• **Text provided**

In Roman Catholicism exorcism is sacramental but not a sacrament, unlike baptism or confession. Unlike a sacrament, exorcism's "integrity and efficacy do not depend ... on the rigid use of an unchanging formula or on the ordered sequence of prescribed actions. Its efficacy depends on two elements: authorization from valid and licit Church authorities, and the faith of the exorcist." The Catechism of the Catholic Church states: "When the Church asks publicly and authoritatively in the name of Jesus Christ that a person or object be protected against the power of the Evil One and withdrawn from his dominion, it is called exorcism."
The Catholic Church revised the Rite of Exorcism in January 1999, though the traditional Rite of Exorcism in Latin is allowed as an option. The ritual assumes that possessed persons retain their free will, though the demon may hold control over their physical body, and involves prayers, blessings, and invocations with the use of the document Of Exorcisms and Certain Supplications.

• **Provided data**
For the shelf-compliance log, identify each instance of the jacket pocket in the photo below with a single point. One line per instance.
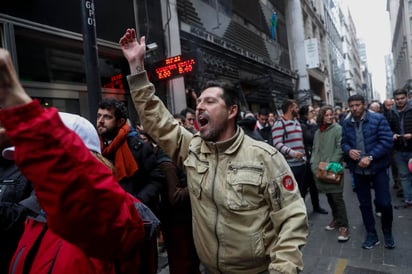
(244, 187)
(196, 170)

• **List of tasks**
- a) Return everything in the passage on Catholic exorcism from "The Catholic Church revised" down to "and Certain Supplications.", copied word for word.
- b) Resume the passage on Catholic exorcism, picking up right after its last sentence.
The data has no connection to the passage on Catholic exorcism.

• **Answers to the problems**
- a)
The Catholic Church revised the Rite of Exorcism in January 1999, though the traditional Rite of Exorcism in Latin is allowed as an option. The ritual assumes that possessed persons retain their free will, though the demon may hold control over their physical body, and involves prayers, blessings, and invocations with the use of the document Of Exorcisms and Certain Supplications.

- b)
Solemn exorcisms, according to the Canon law of the church, can be exercised only by an ordained priest (or higher prelate), with the express permission of the local bishop, and only after a careful medical examination to exclude the possibility of mental illness. The Catholic Encyclopedia (1908) enjoined: "Superstition ought not to be confounded with religion, however much their history may be interwoven, nor magic, however white it may be, with a legitimate religious rite." Things listed in the Roman Ritual as being indicators of possible demonic possession include: speaking foreign or ancient languages of which the possessed has no prior knowledge; supernatural abilities and strength; knowledge of hidden or remote things which the possessed has no way of knowing; an aversion to anything holy; and profuse blasphemy and/or sacrilege.